The exercise asks for every line of the data to be reproduced exactly.

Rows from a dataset
◇ ◇ ◇ ◇ ◇

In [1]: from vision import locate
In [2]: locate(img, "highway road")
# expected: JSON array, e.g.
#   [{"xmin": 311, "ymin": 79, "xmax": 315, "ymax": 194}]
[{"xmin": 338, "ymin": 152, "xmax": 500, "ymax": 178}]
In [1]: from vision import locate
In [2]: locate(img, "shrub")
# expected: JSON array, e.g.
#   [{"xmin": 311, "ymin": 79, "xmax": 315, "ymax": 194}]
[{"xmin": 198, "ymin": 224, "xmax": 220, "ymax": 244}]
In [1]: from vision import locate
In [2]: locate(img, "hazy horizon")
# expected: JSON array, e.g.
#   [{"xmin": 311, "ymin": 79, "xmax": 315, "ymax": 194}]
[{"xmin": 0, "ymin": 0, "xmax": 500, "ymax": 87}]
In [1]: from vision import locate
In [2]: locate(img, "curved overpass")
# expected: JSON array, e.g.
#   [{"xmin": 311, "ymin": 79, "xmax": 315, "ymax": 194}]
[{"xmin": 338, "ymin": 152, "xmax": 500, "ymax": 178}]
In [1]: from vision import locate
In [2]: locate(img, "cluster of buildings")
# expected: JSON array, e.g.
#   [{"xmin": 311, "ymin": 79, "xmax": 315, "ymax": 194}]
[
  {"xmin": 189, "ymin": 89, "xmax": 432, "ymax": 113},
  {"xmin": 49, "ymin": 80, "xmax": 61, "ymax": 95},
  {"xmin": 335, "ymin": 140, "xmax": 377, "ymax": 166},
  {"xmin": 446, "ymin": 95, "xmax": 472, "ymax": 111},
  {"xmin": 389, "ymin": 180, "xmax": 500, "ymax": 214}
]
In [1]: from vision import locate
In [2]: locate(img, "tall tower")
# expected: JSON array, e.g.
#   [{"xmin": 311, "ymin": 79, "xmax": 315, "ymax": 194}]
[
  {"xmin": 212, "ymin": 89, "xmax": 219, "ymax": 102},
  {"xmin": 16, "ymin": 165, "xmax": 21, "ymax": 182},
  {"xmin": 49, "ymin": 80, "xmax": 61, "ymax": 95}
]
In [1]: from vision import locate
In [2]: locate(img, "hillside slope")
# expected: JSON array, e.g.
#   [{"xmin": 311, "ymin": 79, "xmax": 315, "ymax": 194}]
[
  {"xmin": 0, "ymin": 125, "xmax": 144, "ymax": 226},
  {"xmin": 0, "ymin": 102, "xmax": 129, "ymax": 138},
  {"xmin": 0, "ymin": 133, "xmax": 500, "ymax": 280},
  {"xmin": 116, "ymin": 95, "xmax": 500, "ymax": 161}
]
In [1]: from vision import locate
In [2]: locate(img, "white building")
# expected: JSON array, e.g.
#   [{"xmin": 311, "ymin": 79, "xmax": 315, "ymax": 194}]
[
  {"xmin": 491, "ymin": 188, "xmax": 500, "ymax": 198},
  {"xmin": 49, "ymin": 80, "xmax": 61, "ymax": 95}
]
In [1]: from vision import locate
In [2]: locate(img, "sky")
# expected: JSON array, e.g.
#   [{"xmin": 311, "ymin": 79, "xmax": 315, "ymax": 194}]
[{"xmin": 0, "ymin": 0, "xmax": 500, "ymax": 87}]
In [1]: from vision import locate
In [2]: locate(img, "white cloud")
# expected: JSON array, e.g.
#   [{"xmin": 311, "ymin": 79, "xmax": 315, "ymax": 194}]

◇ ◇ ◇ ◇ ◇

Exercise solution:
In [1]: from vision import locate
In [2]: locate(img, "highway road")
# expected: JSON array, e.g.
#   [{"xmin": 311, "ymin": 79, "xmax": 315, "ymax": 194}]
[{"xmin": 338, "ymin": 152, "xmax": 500, "ymax": 178}]
In [1]: from vision import locate
In [2]: locate(img, "shrub")
# expected: JSON array, e.g.
#   [{"xmin": 311, "ymin": 79, "xmax": 315, "ymax": 194}]
[{"xmin": 198, "ymin": 224, "xmax": 220, "ymax": 244}]
In [1]: from vision import locate
In [2]: locate(img, "hazy horizon")
# expected: JSON array, e.g.
#   [{"xmin": 311, "ymin": 79, "xmax": 315, "ymax": 194}]
[{"xmin": 0, "ymin": 0, "xmax": 500, "ymax": 87}]
In [1]: from vision import locate
In [2]: locate(img, "curved overpass")
# expected: JSON array, e.g.
#   [{"xmin": 311, "ymin": 79, "xmax": 315, "ymax": 194}]
[{"xmin": 338, "ymin": 152, "xmax": 500, "ymax": 178}]
In [1]: from vision import locate
In [2]: locate(img, "cluster of buildings")
# expected: JSON array, e.g.
#   [{"xmin": 311, "ymin": 79, "xmax": 315, "ymax": 194}]
[
  {"xmin": 189, "ymin": 89, "xmax": 432, "ymax": 113},
  {"xmin": 49, "ymin": 80, "xmax": 61, "ymax": 95},
  {"xmin": 335, "ymin": 140, "xmax": 377, "ymax": 166},
  {"xmin": 446, "ymin": 95, "xmax": 472, "ymax": 111},
  {"xmin": 389, "ymin": 180, "xmax": 500, "ymax": 214}
]
In [1]: from vision import locate
In [2]: locate(img, "tall tower")
# expected: JSON array, e.g.
#   [{"xmin": 311, "ymin": 79, "xmax": 315, "ymax": 194}]
[
  {"xmin": 212, "ymin": 89, "xmax": 219, "ymax": 102},
  {"xmin": 16, "ymin": 165, "xmax": 21, "ymax": 182},
  {"xmin": 49, "ymin": 80, "xmax": 61, "ymax": 95}
]
In [1]: from vision import locate
In [2]: locate(img, "hillside slope")
# expected: JSON array, e.g.
#   [{"xmin": 311, "ymin": 79, "xmax": 315, "ymax": 194}]
[
  {"xmin": 0, "ymin": 125, "xmax": 144, "ymax": 226},
  {"xmin": 0, "ymin": 102, "xmax": 129, "ymax": 138},
  {"xmin": 0, "ymin": 133, "xmax": 500, "ymax": 280},
  {"xmin": 116, "ymin": 95, "xmax": 500, "ymax": 161}
]
In [1]: from vision import locate
In [2]: locate(img, "white building")
# expected: JSON array, e.g.
#   [{"xmin": 311, "ymin": 79, "xmax": 315, "ymax": 194}]
[
  {"xmin": 491, "ymin": 188, "xmax": 500, "ymax": 198},
  {"xmin": 49, "ymin": 80, "xmax": 61, "ymax": 95}
]
In [1]: from vision import locate
In [2]: locate(img, "sky")
# expected: JSON array, e.g.
#   [{"xmin": 311, "ymin": 79, "xmax": 315, "ymax": 194}]
[{"xmin": 0, "ymin": 0, "xmax": 500, "ymax": 87}]
In [1]: from vision import locate
In [2]: locate(img, "white cloud")
# expected: JSON array, e.g.
#   [{"xmin": 311, "ymin": 79, "xmax": 315, "ymax": 194}]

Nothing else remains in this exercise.